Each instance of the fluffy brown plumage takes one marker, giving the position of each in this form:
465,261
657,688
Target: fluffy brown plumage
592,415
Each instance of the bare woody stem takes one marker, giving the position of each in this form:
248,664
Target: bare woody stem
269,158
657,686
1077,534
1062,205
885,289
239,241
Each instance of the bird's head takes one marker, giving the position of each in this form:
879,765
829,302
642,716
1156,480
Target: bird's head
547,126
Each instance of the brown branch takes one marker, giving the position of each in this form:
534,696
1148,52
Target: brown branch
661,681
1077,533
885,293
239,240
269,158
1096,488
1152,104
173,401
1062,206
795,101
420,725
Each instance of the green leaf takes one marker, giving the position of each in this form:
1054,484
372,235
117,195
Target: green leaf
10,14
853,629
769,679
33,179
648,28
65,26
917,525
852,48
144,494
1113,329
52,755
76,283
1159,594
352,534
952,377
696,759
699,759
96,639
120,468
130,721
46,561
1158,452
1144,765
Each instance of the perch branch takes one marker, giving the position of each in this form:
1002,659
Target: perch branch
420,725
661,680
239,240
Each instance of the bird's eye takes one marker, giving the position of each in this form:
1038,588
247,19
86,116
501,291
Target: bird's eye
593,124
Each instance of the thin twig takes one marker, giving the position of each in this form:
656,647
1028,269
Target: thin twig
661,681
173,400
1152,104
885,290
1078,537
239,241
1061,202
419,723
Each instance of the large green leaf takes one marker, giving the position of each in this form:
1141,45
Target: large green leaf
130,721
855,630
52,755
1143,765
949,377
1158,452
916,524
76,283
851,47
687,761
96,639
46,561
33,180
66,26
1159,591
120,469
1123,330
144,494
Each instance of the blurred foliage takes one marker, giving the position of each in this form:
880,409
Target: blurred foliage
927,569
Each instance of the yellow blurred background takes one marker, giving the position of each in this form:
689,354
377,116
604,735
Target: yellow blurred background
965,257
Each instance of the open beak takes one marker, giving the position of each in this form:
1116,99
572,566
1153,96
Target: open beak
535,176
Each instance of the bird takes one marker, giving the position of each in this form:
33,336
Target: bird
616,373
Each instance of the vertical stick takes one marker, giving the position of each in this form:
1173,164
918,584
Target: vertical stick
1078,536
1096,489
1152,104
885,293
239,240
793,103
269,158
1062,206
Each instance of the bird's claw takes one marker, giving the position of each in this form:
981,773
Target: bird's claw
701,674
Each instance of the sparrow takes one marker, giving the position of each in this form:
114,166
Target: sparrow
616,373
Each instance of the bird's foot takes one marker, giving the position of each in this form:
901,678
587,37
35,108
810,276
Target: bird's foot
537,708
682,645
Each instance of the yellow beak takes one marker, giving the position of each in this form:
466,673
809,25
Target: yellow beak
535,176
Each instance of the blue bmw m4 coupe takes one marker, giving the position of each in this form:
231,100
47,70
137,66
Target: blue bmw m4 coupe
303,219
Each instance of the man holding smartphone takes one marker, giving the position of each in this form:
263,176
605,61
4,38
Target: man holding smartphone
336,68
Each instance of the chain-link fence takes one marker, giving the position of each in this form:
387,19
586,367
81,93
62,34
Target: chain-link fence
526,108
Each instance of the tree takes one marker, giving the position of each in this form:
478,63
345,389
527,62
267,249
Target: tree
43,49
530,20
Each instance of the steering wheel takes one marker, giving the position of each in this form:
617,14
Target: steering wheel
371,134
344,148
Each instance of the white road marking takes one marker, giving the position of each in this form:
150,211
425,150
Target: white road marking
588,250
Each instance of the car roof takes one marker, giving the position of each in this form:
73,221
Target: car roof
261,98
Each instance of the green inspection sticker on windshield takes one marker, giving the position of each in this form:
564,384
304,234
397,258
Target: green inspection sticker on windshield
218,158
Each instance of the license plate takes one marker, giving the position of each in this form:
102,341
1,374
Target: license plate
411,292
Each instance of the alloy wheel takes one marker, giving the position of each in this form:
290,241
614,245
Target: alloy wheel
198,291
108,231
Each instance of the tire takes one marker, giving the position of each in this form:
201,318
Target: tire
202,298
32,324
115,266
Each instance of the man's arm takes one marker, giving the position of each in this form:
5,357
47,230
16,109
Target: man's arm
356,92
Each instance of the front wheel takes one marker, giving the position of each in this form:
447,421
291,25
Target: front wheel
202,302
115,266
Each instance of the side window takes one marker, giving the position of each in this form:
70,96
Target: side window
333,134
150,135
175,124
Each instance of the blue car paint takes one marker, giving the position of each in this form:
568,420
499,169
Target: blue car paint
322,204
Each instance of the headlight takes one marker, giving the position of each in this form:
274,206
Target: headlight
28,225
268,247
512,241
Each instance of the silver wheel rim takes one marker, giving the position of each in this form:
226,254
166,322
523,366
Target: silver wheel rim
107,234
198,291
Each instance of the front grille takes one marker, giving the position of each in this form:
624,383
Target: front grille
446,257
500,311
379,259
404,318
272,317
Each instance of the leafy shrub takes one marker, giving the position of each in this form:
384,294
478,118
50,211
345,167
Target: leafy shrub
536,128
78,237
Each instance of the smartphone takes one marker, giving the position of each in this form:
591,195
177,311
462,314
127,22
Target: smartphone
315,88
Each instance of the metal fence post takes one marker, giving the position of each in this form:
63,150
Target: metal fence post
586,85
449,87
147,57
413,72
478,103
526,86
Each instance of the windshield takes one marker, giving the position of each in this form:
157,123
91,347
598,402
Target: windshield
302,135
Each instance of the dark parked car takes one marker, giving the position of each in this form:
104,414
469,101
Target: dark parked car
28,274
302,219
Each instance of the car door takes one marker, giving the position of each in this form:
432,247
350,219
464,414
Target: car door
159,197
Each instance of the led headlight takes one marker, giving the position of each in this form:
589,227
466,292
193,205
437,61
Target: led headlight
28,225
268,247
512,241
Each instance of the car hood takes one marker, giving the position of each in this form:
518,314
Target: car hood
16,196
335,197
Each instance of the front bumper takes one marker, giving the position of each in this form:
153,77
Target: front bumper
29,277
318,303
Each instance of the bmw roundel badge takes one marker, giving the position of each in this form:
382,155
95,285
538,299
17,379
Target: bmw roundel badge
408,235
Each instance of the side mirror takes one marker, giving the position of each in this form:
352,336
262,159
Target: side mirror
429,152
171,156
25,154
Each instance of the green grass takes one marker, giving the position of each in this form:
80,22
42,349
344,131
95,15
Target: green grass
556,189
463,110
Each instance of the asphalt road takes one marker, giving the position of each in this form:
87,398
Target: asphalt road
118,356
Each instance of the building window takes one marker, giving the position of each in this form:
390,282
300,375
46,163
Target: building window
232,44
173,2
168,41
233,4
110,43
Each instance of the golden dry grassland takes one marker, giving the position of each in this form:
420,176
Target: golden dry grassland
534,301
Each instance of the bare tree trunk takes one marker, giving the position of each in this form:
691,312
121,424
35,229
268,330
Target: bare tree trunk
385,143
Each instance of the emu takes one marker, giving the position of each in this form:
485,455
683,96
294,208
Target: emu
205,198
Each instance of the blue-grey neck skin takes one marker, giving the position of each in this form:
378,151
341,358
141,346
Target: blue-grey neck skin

************

◆ **Try it**
Each line in the data is to be written out precisely.

◆ **Answer box**
Each instance of the fluffy brown plumage takes one marker, giving the position of each in this form:
465,261
657,688
Target: fluffy brown plumage
592,415
Each instance of the bare woody stem takes one marker, giving the position of each in this form:
248,664
Target: bare woody stem
269,158
657,686
1077,534
1062,205
885,289
239,241
Each instance of the bird's head takes one marker, giving the position of each in this form:
879,765
829,302
642,716
1156,480
Target: bird's head
547,126
Each instance of the brown branch takes one marker, giving the position of each in this form:
534,696
1148,52
Target: brown branch
661,681
1077,533
885,293
239,240
269,158
1096,488
1152,104
173,401
1062,206
795,101
420,725
Each instance of the green leaf takes one marker, giving the position of each in this form:
1054,484
372,235
117,195
Target: green leaf
10,14
853,629
769,679
33,179
648,28
65,26
917,525
852,48
144,494
1113,329
52,755
76,283
1159,594
352,534
952,377
696,759
699,759
96,639
120,468
130,721
46,561
1158,452
1144,765
Each instance of the perch branch takes one marker, giving the position of each in this form:
1002,659
Target: perch branch
420,725
661,680
239,240
Each instance of the bird's eye takes one marker, giving the position of each in this form:
1038,588
247,19
86,116
501,291
Target: bird's eye
593,124
Each instance of the thin twig takes one marker, giving the position of each in this form:
656,647
1028,269
Target: thin twig
661,681
173,400
1152,104
885,290
1078,537
239,241
1061,202
419,723
Each instance of the large green leaf takes one marker, giving the position of each in this form:
1141,45
Target: large green leaf
130,721
855,630
52,755
1143,765
949,377
1158,452
916,524
76,283
851,47
687,761
96,639
46,561
33,180
66,26
1159,591
120,469
1123,330
144,494
Each instance of the blurred foliage takes one marker, giving the position of each in this form:
880,409
Target: blurred foliage
927,569
Each instance of the yellow blurred background takes one marker, giving the position of each in this form:
689,354
377,116
604,735
Target: yellow blurred background
965,257
Each instance of the open beak takes one marker, giving the position of each in this form:
1116,99
572,566
1153,96
Target: open beak
535,176
Each instance of the bird takes one marker, giving the position of each in this form:
33,336
Target: bird
616,373
Each instance of the vertical stick takes one marker, giving the position of each in this form:
1173,164
918,584
Target: vertical stick
1078,536
1096,489
1152,104
885,293
239,240
793,103
269,158
1062,206
Each instance of the bird's claw takes one marker, giving the position of each in this form:
981,773
Target: bird's claw
701,674
Each instance of the sparrow takes one marker, giving the position of each in this form:
114,166
Target: sparrow
616,373
Each instance of the bird's foot takes one marker, giving the position of each in this form:
901,678
587,37
35,108
810,276
Target: bird's foot
537,708
682,645
Each instance of the yellow beak takes one marker, giving the position of each in this form:
466,673
809,25
Target: yellow beak
535,176
Each instance of the blue bmw m4 coupe takes one marker, giving the position of each in this form:
231,100
47,70
137,66
Target: blue bmw m4 coupe
303,219
Each instance of the man holding smartphone takes one marker, giving the position of each in this form:
263,176
605,61
4,38
Target: man holding smartphone
336,68
Each instance of the chain-link fence takes one marker, giving the position of each in this form:
387,19
586,367
81,93
62,34
Target: chain-link fence
526,108
Each instance of the tree takes one marker, giving the position of each in this form:
478,63
345,389
527,62
267,249
Target: tree
43,49
530,20
Each instance of the steering wheel takes one marker, giving the position of each in this form:
617,14
Target: steering wheel
371,134
344,148
Each instance of the white road marking takes one marker, giving the position of each in this form:
150,211
425,150
Target: white road marking
588,250
Each instance of the car roof takes one marker, giving the position of each in this form:
73,221
Target: car roof
261,98
Each instance of the green inspection sticker on windshield takes one marker, giving the position of each in this form:
564,384
304,234
397,258
Target: green inspection sticker on windshield
218,158
Each instance of the license plate takes one marker, giving the position of each in this form:
102,341
1,374
Target: license plate
411,292
Each instance of the alloy wheel takes one marker, giving the position of each in this form:
290,241
614,245
Target: alloy wheel
198,291
108,231
Each instance of the tire takes one marker, giving the position of each in this form:
201,318
Target: tire
202,298
32,324
115,266
Each instance of the man's arm takes one marker, giving the position of each in this form:
5,357
47,230
16,109
Target: man's arm
356,92
Each instance of the front wheel takes one marker, giving the position of each in this form:
447,421
291,25
Target: front wheel
202,302
115,266
Each instance of the side window takes one marker, giving the position of each in this form:
70,96
Target: side window
333,134
150,135
175,124
Each instance of the blue car paint takes one marker, giving the position of each in this form:
568,420
499,169
Target: blue car paint
322,204
Each instance of the headlight takes one marker, giving the position of each in this form:
274,206
Target: headlight
28,225
268,247
512,241
Each instance of the silver wheel rim takes one marker, giving the position of each in this form:
226,254
166,322
523,366
Target: silver wheel rim
107,234
198,291
Each instance of the front grille takes one marker, giving the position of each in this form:
624,383
Target: front grille
446,257
500,311
379,259
404,318
272,317
Each instance of the leafy shrub takes one marker, giving the position of each in this form:
384,294
478,118
50,211
345,167
Target: leafy shrub
536,128
78,237
Each instance of the smartphone takes one marker, giving the position of each in this form:
591,195
177,311
462,314
127,22
Target: smartphone
315,88
Each instance of the metal fence post takes one marker, giving the position of each in this form:
63,150
Target: metal fence post
586,85
449,87
147,57
413,72
478,103
526,86
Each instance of the windshield takes one marker, giving the position of each in this form:
157,123
91,347
598,402
Target: windshield
302,135
Each instance of the dark parked car takes one marker, giving the position of each in this form:
104,414
469,101
Target: dark parked car
28,274
302,219
Each instance of the car door takes one marker, giving the position of each in this form:
432,247
350,219
464,414
Target: car door
159,197
Each instance of the led headlight takes one marker, giving the position of each in this form:
589,227
466,292
193,205
437,61
Target: led headlight
28,225
268,247
512,241
Each instance of the car hood takes one marker, giving the position of each in this form:
518,314
Target: car hood
16,196
335,197
Each instance of the front bumper takes one marker, giving the position of each in this form:
153,77
Target: front bumper
29,277
318,303
Each instance of the bmw roundel badge takes one marker, giving the position of each in this form:
382,155
95,285
538,299
17,379
Target: bmw roundel badge
408,235
Each instance of the side mirror takes one marker, giving the position of each in this form:
352,336
262,159
Target: side mirror
429,152
171,156
25,154
Each instance of the green grass takes one marker, giving the position of each in this form:
80,22
42,349
344,131
95,15
Target: green grass
556,189
463,110
Each instance of the asphalt road takes one marker, giving the position of each in this form:
87,398
Target: asphalt road
118,356
Each instance of the building window takes one marker, giving the position of each in this form:
390,282
300,375
46,163
Target: building window
232,44
173,2
168,41
233,4
110,43
Each instance of the golden dry grassland takes one marker, giving the position of each in this form:
420,176
Target: golden dry grassland
534,301
Each instance of the bare tree trunk takes one marker, giving the position of each in this form:
691,312
121,424
35,229
268,330
Target: bare tree trunk
385,143
Each instance of the emu takes one marker, giving the position of each in this form:
485,455
683,96
294,208
Target: emu
205,198
Each instance of the blue-grey neck skin takes one marker, giving the position of each in this form:
378,151
341,358
141,346
Target: blue-grey neck skin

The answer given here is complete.